### Directions
Pull out each line of the rows below that contains the word "snow", and copy every such line in full.

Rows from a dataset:
===

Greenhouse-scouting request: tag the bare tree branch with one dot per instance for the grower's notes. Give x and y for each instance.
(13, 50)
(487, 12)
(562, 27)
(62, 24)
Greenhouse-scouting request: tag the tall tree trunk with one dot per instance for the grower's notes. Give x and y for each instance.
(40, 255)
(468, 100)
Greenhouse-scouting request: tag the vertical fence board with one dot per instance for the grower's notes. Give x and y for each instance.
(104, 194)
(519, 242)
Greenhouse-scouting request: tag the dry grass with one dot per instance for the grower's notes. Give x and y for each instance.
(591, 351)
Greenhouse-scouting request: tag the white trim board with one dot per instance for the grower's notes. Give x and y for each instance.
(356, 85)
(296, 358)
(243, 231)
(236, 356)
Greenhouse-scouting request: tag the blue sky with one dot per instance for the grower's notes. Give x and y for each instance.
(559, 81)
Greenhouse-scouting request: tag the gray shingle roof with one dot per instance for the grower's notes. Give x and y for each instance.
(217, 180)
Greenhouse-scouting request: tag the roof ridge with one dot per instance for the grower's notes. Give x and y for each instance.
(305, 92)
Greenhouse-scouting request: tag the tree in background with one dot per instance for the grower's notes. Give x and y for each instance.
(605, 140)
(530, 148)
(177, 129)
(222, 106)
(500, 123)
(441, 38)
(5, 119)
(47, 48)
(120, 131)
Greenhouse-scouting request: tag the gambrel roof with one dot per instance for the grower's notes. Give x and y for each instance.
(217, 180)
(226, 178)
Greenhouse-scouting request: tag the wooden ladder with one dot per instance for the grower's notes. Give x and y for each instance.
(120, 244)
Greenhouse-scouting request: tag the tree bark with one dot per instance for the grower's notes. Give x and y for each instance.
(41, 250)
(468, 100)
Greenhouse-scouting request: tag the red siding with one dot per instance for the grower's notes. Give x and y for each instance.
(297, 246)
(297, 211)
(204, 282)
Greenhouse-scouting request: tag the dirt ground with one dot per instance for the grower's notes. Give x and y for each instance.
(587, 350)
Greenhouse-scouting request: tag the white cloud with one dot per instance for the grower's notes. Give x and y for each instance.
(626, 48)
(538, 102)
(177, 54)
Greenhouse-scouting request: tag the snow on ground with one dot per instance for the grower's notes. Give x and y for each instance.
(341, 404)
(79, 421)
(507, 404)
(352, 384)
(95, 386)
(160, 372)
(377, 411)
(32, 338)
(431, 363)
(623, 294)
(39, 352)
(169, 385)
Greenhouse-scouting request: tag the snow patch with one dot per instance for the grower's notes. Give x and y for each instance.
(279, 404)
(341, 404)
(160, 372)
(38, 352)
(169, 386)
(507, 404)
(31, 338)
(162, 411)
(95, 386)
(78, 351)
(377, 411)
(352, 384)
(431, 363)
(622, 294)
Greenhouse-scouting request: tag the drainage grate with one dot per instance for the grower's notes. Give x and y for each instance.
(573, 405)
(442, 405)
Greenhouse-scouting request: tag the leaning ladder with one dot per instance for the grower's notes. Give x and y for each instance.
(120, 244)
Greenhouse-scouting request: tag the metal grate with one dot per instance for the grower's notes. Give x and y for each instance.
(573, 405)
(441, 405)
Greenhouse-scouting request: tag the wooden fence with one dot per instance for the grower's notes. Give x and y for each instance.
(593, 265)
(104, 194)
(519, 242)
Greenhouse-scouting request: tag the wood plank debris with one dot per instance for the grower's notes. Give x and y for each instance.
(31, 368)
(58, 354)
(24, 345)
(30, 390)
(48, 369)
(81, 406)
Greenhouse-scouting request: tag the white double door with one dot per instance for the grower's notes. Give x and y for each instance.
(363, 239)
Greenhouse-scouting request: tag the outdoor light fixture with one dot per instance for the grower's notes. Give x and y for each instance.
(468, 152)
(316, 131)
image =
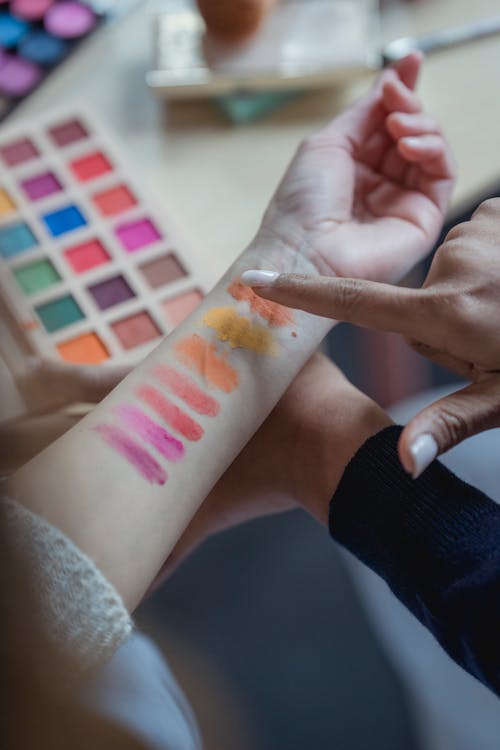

===

### Answer to the problem
Greenhouse-scouting request: tag the snow on ground with one dot per instance for the grower's notes. Give x and y for each instance.
Greenhouse-scouting request: tag the snow patch with one dot per instance for the grower's notes. Give x and y for each instance.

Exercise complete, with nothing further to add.